**What you are asked to do**
Can you put every line of the items below into a Markdown table with the columns Row and Line, numbering each row and skipping blank lines? Leave the pictures out of the answer.

Pointing items

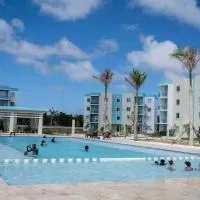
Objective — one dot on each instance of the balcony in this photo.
(94, 109)
(162, 107)
(94, 100)
(94, 118)
(163, 94)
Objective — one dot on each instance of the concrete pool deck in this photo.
(181, 189)
(177, 189)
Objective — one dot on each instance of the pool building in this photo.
(120, 109)
(18, 119)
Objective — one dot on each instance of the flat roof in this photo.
(5, 87)
(165, 82)
(16, 108)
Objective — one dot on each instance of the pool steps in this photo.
(89, 160)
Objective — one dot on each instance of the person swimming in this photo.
(86, 148)
(188, 166)
(43, 143)
(171, 165)
(162, 162)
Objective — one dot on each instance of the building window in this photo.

**The solution**
| Row | Line |
|---|---|
| 1 | Objective — one dot on each instance of the balcony in this photo. |
| 2 | (94, 109) |
| 3 | (162, 107) |
| 4 | (94, 100) |
| 5 | (94, 118) |
| 6 | (163, 94) |
| 7 | Objective — one dot on each instance of the concrete pool deck in this photo. |
| 8 | (181, 189) |
| 9 | (177, 189) |
| 10 | Objective — one dot on each instance of the pool building in this photo. |
| 11 | (120, 109) |
| 12 | (18, 119) |
| 13 | Objective — one dot on each instance of the flat roof in this photo. |
| 14 | (5, 87) |
| 15 | (165, 82) |
| 16 | (16, 108) |
| 17 | Objective — one dot on each instance of the pool steps in this photo. |
| 18 | (89, 160) |
| 19 | Objective — one dot on each instance of the person swimming in this photo. |
| 20 | (86, 148) |
| 21 | (188, 166) |
| 22 | (43, 143) |
| 23 | (171, 165) |
| 24 | (162, 162) |
| 25 | Objective — one dot on each instance of the building window in this photo. |